WORK INSTRUCTIONS:
1. Rewrite the part of the article on whether the U.S. is in a recession that begins at the words "What is a recession?" and stops after "not there yet.", putting "downturn" in place of "recession" throughout.
2. Continue the article on whether the U.S. is in a recession from the point where it stops.

The economic picture in the U.S. has been pretty bleak since mid-March, when COVID-19 cases started multiplying rapidly. Though unemployment levels fell in May compared to April's number, the jobless rate is still at 13.3% -- a far cry from 3.5% back in February, before the pandemic. Meanwhile, in March, the stock market hit an ugly milestone -- it reached bear market territory, defined as a 20% decline in value or more.
Thankfully, the stock market has recouped some of its losses since March, and while the jobless situation is still dire, things have seemingly improved. It therefore begs the question: Is the U.S. actually in a recession right now? Or are we simply teetering on the edge of one?
What is a recession?
In its most basic form, a recession is a period of economic decline. But there are certain metrics that are typically used to define one -- namely, two consecutive quarters of declining gross domestic product. Right now, it's too soon to arrive at that data, because the pandemic didn't actually start its economic toll until March. Therefore, while we may be in a position to declare an official recession come July, right now, we're technically not there yet.
Still, our economy is certainly experiencing some recession-like disturbances, specifically on the unemployment front. And stock values, while nowhere near their lows in mid-March, have yet to return to pre-pandemic levels.

DATA EXTRACT:
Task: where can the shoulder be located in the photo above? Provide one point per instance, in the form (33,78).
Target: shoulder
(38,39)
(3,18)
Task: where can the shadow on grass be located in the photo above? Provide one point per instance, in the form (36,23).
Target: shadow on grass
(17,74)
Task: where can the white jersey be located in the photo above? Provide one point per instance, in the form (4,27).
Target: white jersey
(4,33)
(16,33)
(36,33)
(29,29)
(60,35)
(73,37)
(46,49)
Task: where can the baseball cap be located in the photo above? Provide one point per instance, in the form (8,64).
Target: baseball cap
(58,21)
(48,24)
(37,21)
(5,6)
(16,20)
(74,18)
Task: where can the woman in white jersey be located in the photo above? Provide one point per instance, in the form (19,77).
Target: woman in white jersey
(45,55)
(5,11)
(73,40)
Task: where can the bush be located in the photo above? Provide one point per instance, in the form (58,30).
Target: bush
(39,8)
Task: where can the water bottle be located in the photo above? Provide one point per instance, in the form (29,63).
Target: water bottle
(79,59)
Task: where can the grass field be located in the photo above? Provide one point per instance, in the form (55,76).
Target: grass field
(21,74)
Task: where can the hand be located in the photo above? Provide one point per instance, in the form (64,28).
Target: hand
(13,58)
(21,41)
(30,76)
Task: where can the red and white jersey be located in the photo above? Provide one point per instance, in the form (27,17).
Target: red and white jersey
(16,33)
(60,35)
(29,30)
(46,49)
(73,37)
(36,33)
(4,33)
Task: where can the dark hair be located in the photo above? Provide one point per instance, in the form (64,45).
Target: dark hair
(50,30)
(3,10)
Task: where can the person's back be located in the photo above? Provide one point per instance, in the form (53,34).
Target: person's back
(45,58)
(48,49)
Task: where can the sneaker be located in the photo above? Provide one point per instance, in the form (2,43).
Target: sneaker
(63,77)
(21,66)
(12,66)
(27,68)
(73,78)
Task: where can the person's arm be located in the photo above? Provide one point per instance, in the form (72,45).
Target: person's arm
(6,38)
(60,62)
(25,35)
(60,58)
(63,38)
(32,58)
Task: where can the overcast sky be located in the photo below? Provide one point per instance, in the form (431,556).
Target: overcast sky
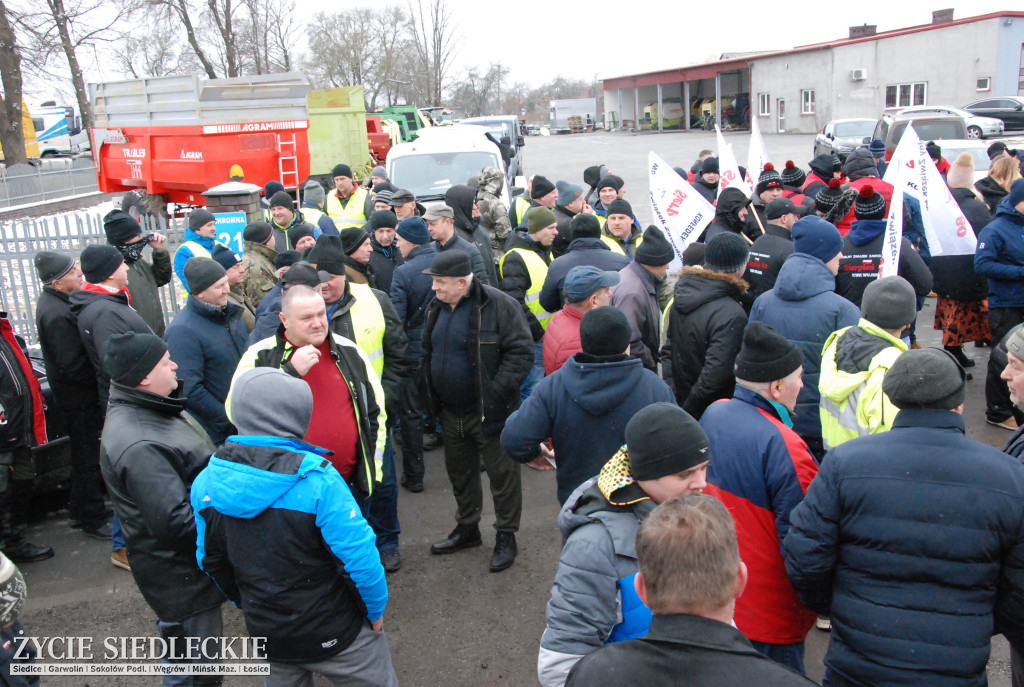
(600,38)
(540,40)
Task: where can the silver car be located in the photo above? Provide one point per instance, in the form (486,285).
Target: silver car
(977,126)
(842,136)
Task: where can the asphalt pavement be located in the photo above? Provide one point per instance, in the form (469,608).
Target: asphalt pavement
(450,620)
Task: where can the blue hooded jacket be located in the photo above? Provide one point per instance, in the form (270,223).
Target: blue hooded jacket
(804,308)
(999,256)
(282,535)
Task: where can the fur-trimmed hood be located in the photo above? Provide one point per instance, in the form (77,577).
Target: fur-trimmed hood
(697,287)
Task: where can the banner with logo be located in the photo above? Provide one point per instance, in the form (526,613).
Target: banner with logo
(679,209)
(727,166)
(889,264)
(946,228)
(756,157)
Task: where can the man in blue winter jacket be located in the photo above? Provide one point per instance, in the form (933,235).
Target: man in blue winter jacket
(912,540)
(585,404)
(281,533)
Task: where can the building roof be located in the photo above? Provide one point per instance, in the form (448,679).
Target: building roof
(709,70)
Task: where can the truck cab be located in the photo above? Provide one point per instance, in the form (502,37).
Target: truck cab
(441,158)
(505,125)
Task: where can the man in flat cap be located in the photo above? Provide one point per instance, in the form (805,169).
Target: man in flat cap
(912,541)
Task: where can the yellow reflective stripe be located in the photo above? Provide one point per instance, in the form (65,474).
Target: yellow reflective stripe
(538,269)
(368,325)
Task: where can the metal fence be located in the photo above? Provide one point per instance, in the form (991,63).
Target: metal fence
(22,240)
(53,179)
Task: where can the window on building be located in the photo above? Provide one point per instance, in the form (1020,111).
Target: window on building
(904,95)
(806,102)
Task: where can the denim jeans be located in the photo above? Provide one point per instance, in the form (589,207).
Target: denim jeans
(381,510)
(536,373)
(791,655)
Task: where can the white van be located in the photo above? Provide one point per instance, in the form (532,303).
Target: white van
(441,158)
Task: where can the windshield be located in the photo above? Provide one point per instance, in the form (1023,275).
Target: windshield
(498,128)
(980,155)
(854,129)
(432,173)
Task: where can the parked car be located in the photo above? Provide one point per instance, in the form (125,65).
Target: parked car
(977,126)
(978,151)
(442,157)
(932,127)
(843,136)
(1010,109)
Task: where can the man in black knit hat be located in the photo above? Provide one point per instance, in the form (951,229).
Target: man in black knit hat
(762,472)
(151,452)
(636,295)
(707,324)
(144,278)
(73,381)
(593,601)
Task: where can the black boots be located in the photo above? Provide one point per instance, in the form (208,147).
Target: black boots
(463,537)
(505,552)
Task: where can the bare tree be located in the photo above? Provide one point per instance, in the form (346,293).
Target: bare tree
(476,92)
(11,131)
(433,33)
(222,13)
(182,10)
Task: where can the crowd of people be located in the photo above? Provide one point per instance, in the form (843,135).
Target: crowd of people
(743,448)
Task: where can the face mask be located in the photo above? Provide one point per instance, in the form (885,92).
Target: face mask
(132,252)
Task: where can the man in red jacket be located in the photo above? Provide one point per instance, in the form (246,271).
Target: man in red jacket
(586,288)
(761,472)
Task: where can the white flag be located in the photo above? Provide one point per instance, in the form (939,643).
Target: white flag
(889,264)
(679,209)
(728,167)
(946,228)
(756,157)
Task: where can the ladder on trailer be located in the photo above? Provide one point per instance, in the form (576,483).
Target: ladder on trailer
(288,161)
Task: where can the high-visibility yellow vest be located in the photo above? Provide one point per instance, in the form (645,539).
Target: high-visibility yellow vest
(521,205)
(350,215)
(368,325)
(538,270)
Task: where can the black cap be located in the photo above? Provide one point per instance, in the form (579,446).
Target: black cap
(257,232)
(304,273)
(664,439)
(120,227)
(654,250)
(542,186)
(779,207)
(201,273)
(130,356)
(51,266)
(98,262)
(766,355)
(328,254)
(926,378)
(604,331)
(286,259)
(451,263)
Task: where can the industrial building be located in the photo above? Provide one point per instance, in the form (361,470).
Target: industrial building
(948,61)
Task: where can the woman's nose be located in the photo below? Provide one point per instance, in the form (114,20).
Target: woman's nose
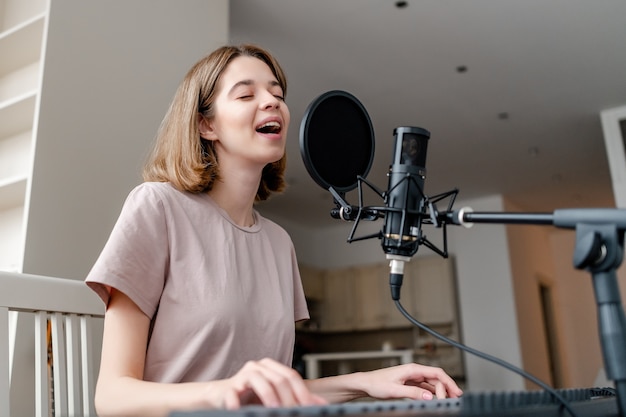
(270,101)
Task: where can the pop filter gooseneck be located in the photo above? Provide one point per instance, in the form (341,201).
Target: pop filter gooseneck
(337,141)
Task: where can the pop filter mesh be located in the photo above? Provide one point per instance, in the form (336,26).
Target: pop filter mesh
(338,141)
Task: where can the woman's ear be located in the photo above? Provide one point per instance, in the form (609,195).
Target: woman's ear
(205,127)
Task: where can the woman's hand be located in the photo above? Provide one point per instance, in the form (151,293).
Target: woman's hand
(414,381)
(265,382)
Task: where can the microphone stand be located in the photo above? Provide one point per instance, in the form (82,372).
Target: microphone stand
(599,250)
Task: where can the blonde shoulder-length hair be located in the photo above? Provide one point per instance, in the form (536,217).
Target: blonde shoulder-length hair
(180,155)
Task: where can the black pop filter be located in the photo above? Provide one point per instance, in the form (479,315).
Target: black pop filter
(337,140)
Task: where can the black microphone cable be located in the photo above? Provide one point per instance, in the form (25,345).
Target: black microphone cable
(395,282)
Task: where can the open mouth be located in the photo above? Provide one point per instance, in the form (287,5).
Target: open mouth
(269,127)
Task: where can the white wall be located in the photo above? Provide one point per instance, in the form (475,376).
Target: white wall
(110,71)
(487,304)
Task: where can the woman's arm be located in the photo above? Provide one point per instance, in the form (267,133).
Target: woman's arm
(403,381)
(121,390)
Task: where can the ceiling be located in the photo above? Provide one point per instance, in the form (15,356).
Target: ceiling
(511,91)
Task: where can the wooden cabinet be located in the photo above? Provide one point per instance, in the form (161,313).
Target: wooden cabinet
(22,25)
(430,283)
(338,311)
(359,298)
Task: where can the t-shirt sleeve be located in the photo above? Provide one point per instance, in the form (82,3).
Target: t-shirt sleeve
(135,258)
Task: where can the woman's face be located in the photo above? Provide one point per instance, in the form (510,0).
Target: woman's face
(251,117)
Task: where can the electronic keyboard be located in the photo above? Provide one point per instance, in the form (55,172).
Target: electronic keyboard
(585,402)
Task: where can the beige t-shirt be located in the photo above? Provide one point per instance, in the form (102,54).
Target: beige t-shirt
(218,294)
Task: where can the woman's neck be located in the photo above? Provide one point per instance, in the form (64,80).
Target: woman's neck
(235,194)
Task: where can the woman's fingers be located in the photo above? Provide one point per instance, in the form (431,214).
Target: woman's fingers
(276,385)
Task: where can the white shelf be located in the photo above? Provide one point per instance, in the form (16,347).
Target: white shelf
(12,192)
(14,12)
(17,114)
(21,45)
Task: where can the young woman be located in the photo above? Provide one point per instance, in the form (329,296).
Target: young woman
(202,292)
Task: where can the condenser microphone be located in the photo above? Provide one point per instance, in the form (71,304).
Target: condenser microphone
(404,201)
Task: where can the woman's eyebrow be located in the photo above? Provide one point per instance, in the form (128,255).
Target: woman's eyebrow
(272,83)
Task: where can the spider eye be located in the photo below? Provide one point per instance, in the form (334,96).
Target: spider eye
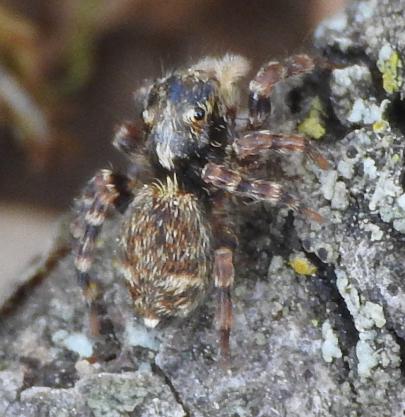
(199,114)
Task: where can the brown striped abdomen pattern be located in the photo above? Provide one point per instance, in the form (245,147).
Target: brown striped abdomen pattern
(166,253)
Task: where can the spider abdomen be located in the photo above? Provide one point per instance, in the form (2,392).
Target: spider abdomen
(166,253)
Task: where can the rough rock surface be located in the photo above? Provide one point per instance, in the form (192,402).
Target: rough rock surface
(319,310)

RESULTS OF THE EXERCISE:
1.
What is a downturn?
In its most basic form, a downturn is a period of economic decline. But there are certain metrics that are typically used to define one -- namely, two consecutive quarters of declining gross domestic product. Right now, it's too soon to arrive at that data, because the pandemic didn't actually start its economic toll until March. Therefore, while we may be in a position to declare an official downturn come July, right now, we're technically not there yet.

2.
Housing is another big metric used to define a recession, but so far, housing prices haven't seen a decline. That could be due to the fact that housing activity has largely been paused during the pandemic. With social distancing measures in place, the once-simple act of viewing properties has been far less feasible in the wake of COVID-19, and with so much economic uncertainty, it's fair to say that many would-be buyers have put their home searches on hold until conditions improve.
So are we in a recession?
Technically, we may not be in a recession -- at least not yet. But the semantics involved shouldn't really matter as much as the practical day-to-day impact of what's going on. Right now, millions of Americans are out of work and struggling. Many who still have jobs have seen their hours – and paychecks -- reduced. And small businesses across the country are in danger of closing permanently.
Therefore, regardless of whether we're actually in a recession, it pays to act like we're in the midst of one. If you're still working, take the money you're not spending on essentials and sock it away in the bank so you have an emergency fund to tap if things get worse. And if you're doing well on emergency savings, use whatever money you can eke out of your paychecks to eliminate any high-interest debt you may be carrying. Finally, you might think of securing a home equity line of credit. That way, if you're still working but lose your job, you'll have a relatively low-cost way to borrow money if you need to. Of course, that only works if you own a home, so if you don't, now might be the time to apply for a modest personal loan through your bank.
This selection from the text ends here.